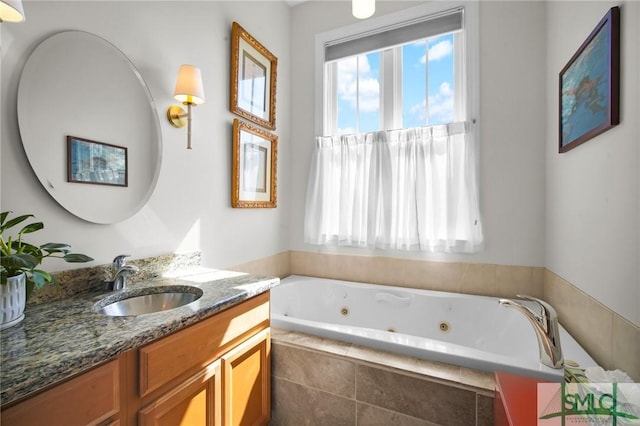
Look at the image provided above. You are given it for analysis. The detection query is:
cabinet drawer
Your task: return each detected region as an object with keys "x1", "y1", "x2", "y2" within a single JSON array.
[
  {"x1": 2, "y1": 360, "x2": 120, "y2": 426},
  {"x1": 139, "y1": 292, "x2": 269, "y2": 397}
]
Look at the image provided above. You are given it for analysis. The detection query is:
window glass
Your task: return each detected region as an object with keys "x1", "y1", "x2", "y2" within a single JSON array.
[
  {"x1": 402, "y1": 33, "x2": 455, "y2": 128},
  {"x1": 335, "y1": 52, "x2": 380, "y2": 134}
]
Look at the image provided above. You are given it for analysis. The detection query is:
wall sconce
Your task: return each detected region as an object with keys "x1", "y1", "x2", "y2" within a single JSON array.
[
  {"x1": 0, "y1": 0, "x2": 24, "y2": 22},
  {"x1": 351, "y1": 0, "x2": 376, "y2": 19},
  {"x1": 167, "y1": 65, "x2": 204, "y2": 149}
]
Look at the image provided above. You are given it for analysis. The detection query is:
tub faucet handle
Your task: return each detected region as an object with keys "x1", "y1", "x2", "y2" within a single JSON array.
[{"x1": 498, "y1": 294, "x2": 564, "y2": 368}]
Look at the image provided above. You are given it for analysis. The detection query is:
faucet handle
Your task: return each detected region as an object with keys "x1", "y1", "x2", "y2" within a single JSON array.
[
  {"x1": 516, "y1": 294, "x2": 558, "y2": 319},
  {"x1": 113, "y1": 254, "x2": 131, "y2": 268}
]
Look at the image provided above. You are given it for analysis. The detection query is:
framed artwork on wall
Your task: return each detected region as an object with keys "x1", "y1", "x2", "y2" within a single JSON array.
[
  {"x1": 231, "y1": 118, "x2": 278, "y2": 208},
  {"x1": 559, "y1": 6, "x2": 620, "y2": 153},
  {"x1": 67, "y1": 136, "x2": 129, "y2": 186},
  {"x1": 231, "y1": 22, "x2": 278, "y2": 130}
]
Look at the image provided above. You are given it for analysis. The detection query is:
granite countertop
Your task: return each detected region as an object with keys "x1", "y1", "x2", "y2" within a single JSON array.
[{"x1": 0, "y1": 271, "x2": 280, "y2": 405}]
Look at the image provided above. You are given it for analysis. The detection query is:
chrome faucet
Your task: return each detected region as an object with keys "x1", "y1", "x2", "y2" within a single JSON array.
[
  {"x1": 107, "y1": 254, "x2": 139, "y2": 290},
  {"x1": 498, "y1": 294, "x2": 564, "y2": 368}
]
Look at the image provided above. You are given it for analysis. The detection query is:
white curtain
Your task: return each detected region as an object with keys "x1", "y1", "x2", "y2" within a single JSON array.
[{"x1": 305, "y1": 122, "x2": 483, "y2": 253}]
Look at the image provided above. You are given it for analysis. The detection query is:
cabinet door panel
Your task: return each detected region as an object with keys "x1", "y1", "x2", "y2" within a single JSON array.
[
  {"x1": 139, "y1": 361, "x2": 221, "y2": 426},
  {"x1": 139, "y1": 293, "x2": 269, "y2": 397},
  {"x1": 222, "y1": 329, "x2": 271, "y2": 426}
]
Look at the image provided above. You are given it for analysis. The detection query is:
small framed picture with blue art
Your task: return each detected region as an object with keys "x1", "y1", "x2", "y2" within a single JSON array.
[{"x1": 559, "y1": 6, "x2": 620, "y2": 153}]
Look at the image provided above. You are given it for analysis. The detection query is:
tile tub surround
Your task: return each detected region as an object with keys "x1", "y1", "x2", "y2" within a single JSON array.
[
  {"x1": 27, "y1": 252, "x2": 202, "y2": 306},
  {"x1": 544, "y1": 271, "x2": 640, "y2": 382},
  {"x1": 291, "y1": 251, "x2": 544, "y2": 297},
  {"x1": 291, "y1": 251, "x2": 640, "y2": 382},
  {"x1": 0, "y1": 271, "x2": 279, "y2": 405},
  {"x1": 271, "y1": 329, "x2": 495, "y2": 426}
]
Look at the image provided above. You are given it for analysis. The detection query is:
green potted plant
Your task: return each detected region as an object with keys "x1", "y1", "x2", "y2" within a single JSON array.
[{"x1": 0, "y1": 211, "x2": 93, "y2": 329}]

------------

Description of the task
Pull out every line of the listing that contains the string "faucet", matching case exactly.

Answer to the task
tub faucet handle
faucet handle
chrome faucet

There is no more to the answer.